» **Girdi Satırları**:
──────
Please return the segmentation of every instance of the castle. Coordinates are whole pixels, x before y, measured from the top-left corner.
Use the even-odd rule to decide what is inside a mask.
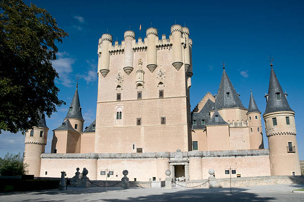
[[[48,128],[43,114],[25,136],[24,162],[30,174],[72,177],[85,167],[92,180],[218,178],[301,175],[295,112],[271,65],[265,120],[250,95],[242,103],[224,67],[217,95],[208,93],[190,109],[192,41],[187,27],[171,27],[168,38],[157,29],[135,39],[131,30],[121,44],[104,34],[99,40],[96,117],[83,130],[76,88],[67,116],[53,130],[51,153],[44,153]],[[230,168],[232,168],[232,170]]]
──────
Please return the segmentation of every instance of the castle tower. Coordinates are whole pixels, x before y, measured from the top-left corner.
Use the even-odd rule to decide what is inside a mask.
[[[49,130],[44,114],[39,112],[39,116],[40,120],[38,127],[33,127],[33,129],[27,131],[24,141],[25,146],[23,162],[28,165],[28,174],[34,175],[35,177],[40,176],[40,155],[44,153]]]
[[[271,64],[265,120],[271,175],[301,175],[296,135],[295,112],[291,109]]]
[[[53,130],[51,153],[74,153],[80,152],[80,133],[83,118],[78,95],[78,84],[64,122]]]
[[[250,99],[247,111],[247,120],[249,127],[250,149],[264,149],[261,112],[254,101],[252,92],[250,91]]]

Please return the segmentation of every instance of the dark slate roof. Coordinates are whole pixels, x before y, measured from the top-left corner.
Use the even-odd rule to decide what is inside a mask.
──────
Yukarıdaki verilerde "instance" sözcüğünü içeren bütün satırları toplar mısın? Büyük ve küçük harf ayrımını gözet.

» **Problemin Çözümü**:
Please return the segmentation of every instance of the castle. Coordinates are whole pixels, x before y, measured from the top-left corner.
Please return the segmentation of every instance of the castle tower. Coordinates are whole pixels, x before y, measured from the top-left corner.
Please return the segmentation of every instance of the dark slate roof. Coordinates are whole pixels, x before y, measured from the top-left corner.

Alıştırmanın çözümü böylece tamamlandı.